WORK INSTRUCTIONS: Return the data. Every word must match.

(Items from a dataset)
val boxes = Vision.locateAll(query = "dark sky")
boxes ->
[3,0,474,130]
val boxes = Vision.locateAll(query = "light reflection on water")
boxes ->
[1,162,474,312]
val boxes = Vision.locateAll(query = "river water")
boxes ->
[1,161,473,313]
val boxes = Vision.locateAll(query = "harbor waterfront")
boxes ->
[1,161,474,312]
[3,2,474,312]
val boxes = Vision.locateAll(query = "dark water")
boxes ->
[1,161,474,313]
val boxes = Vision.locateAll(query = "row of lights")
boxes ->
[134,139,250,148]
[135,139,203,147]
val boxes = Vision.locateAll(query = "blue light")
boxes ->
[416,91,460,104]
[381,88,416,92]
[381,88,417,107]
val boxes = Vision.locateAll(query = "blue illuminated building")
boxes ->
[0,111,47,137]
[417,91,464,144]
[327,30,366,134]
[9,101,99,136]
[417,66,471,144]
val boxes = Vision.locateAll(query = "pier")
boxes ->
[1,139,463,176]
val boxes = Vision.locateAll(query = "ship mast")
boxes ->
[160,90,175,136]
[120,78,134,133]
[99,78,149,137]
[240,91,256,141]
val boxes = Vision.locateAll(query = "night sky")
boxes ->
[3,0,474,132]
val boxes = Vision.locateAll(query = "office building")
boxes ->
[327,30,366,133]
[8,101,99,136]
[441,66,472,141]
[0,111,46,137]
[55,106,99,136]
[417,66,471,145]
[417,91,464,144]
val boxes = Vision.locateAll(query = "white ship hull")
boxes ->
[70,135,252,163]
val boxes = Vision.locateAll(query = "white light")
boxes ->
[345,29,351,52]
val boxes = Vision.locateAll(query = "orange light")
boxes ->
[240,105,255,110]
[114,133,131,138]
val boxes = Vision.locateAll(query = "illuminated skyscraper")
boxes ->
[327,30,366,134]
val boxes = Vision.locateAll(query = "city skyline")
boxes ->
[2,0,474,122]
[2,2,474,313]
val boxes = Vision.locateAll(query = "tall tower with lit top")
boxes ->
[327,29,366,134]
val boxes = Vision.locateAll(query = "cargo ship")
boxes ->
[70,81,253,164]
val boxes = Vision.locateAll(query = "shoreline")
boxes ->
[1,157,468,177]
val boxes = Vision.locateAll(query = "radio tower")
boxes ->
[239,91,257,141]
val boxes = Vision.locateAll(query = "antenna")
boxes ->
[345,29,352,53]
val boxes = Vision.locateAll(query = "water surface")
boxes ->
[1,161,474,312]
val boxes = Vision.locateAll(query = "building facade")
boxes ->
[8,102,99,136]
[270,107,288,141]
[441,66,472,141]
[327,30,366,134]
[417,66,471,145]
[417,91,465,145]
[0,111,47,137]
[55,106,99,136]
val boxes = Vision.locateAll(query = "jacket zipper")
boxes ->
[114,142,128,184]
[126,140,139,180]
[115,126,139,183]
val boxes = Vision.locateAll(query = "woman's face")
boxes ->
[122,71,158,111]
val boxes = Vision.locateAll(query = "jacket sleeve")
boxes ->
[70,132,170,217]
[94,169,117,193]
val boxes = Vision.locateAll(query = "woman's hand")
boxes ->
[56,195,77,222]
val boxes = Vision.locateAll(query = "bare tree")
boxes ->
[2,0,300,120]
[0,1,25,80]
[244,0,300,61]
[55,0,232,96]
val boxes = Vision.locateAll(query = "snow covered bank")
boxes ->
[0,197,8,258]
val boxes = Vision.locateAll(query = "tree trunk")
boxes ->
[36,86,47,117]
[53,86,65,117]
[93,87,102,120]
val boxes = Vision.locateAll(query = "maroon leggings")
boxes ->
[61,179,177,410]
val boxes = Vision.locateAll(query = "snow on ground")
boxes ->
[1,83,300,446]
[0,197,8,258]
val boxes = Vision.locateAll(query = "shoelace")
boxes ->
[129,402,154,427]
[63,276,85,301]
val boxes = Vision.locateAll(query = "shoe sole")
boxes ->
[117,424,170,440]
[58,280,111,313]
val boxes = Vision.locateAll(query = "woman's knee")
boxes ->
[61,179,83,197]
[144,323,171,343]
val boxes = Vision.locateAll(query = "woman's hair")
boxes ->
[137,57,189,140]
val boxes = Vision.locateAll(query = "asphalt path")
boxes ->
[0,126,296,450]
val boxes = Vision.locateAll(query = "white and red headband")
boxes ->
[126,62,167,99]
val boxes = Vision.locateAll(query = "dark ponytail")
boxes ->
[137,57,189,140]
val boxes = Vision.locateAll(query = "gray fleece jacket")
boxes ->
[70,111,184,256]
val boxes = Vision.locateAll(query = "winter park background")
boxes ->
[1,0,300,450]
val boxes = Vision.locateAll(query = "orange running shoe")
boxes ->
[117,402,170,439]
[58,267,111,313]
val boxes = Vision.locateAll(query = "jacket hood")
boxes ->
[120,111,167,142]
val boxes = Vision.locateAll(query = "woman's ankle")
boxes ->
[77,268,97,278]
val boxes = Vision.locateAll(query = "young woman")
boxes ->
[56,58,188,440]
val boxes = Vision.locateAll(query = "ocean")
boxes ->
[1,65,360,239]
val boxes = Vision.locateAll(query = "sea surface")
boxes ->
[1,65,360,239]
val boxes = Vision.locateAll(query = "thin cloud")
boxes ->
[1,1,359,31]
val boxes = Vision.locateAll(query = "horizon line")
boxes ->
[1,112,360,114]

SOLVED EXERCISE:
val boxes = Vision.locateAll(query = "dark sky")
boxes ->
[3,0,474,130]
val boxes = Vision.locateAll(query = "light reflection on water")
boxes ->
[1,162,474,312]
val boxes = Vision.locateAll(query = "river water")
boxes ->
[1,161,473,313]
val boxes = Vision.locateAll(query = "harbor waterfront")
boxes ->
[1,161,474,312]
[3,2,474,312]
val boxes = Vision.locateAll(query = "dark water")
boxes ->
[1,161,474,313]
val boxes = Vision.locateAll(query = "row of lights")
boxes ->
[134,139,250,148]
[135,139,203,147]
val boxes = Vision.locateAll(query = "blue light")
boxes ->
[416,91,460,104]
[381,88,416,92]
[381,88,417,107]
val boxes = Vision.locateAll(query = "blue illuminated building")
boxes ->
[0,111,47,137]
[417,91,464,144]
[327,30,366,134]
[9,101,99,136]
[417,66,471,144]
val boxes = Vision.locateAll(query = "pier")
boxes ->
[1,139,463,176]
val boxes = Vision.locateAll(query = "ship mast")
boxes ->
[160,90,175,136]
[120,78,134,133]
[99,78,149,137]
[240,91,256,141]
val boxes = Vision.locateAll(query = "night sky")
boxes ->
[3,0,474,132]
val boxes = Vision.locateAll(query = "office building")
boxes ->
[327,30,366,133]
[8,101,99,136]
[441,66,472,141]
[0,111,46,137]
[55,106,99,136]
[417,66,471,145]
[417,91,464,144]
val boxes = Vision.locateAll(query = "white ship hull")
boxes ->
[70,135,252,163]
val boxes = Vision.locateAll(query = "white light")
boxes ->
[345,29,351,52]
val boxes = Vision.locateAll(query = "orange light")
boxes ->
[240,105,255,110]
[114,133,131,138]
val boxes = Vision.locateAll(query = "illuminated skyscraper")
boxes ->
[327,30,366,134]
val boxes = Vision.locateAll(query = "city skyline")
boxes ->
[2,0,474,122]
[2,2,474,313]
val boxes = Vision.locateAll(query = "tall tower with lit top")
boxes ->
[327,29,366,134]
val boxes = Vision.locateAll(query = "cargo ship")
boxes ->
[70,81,253,164]
val boxes = Vision.locateAll(query = "shoreline")
boxes ->
[1,157,468,177]
val boxes = Vision.locateAll(query = "radio tower")
boxes ->
[239,91,257,141]
val boxes = Vision.locateAll(query = "antenna")
boxes ->
[345,29,352,53]
val boxes = Vision.locateAll(query = "water surface")
boxes ->
[1,161,474,312]
val boxes = Vision.locateAll(query = "building facade")
boxes ->
[8,102,99,136]
[270,107,288,141]
[441,66,472,141]
[327,30,366,134]
[417,66,471,145]
[417,91,465,145]
[0,111,47,137]
[55,106,99,136]
val boxes = Vision.locateAll(query = "jacket zipper")
boxes ->
[114,142,128,184]
[126,140,139,180]
[115,126,139,183]
val boxes = Vision.locateAll(query = "woman's face")
boxes ->
[122,71,158,111]
val boxes = Vision.locateAll(query = "jacket sleeve")
boxes ->
[70,132,170,217]
[94,169,117,193]
val boxes = Vision.locateAll(query = "woman's hand")
boxes ->
[56,195,77,222]
val boxes = Vision.locateAll(query = "bare tree")
boxes ->
[2,0,300,120]
[0,1,25,80]
[244,0,300,61]
[55,0,232,96]
val boxes = Vision.locateAll(query = "snow covered bank")
boxes ->
[0,197,8,258]
val boxes = Vision.locateAll(query = "tree trunk")
boxes ->
[36,86,47,117]
[53,86,65,117]
[93,87,102,120]
val boxes = Vision.locateAll(query = "maroon leggings")
boxes ->
[61,179,177,410]
val boxes = Vision.locateAll(query = "snow on ground")
boxes ->
[1,83,300,446]
[0,197,8,258]
val boxes = Vision.locateAll(query = "shoelace")
boxes ->
[129,402,154,427]
[63,276,85,301]
val boxes = Vision.locateAll(query = "shoe sole")
boxes ->
[117,424,170,440]
[58,280,111,313]
val boxes = Vision.locateAll(query = "woman's knee")
boxes ->
[61,179,83,197]
[144,323,171,343]
val boxes = Vision.locateAll(query = "woman's hair")
boxes ->
[137,57,189,140]
val boxes = Vision.locateAll(query = "asphalt path")
boxes ->
[0,126,296,450]
val boxes = Vision.locateAll(query = "white and red headband")
boxes ->
[126,62,167,99]
val boxes = Vision.locateAll(query = "dark ponytail")
boxes ->
[137,57,189,140]
val boxes = Vision.locateAll(query = "gray fleece jacket")
boxes ->
[70,111,184,256]
val boxes = Vision.locateAll(query = "winter park background")
boxes ->
[1,0,300,450]
val boxes = Vision.locateAll(query = "orange running shoe")
boxes ->
[117,402,170,439]
[58,267,111,313]
val boxes = Vision.locateAll(query = "jacket hood")
boxes ->
[120,111,167,142]
val boxes = Vision.locateAll(query = "woman's ankle")
boxes ->
[77,268,97,278]
val boxes = Vision.locateAll(query = "young woman")
boxes ->
[56,58,188,440]
val boxes = Vision.locateAll(query = "ocean")
boxes ->
[1,65,360,239]
val boxes = Vision.locateAll(query = "sea surface")
boxes ->
[1,65,360,239]
val boxes = Vision.locateAll(query = "thin cloud")
boxes ->
[1,1,359,31]
val boxes = Vision.locateAll(query = "horizon line")
boxes ->
[1,112,360,114]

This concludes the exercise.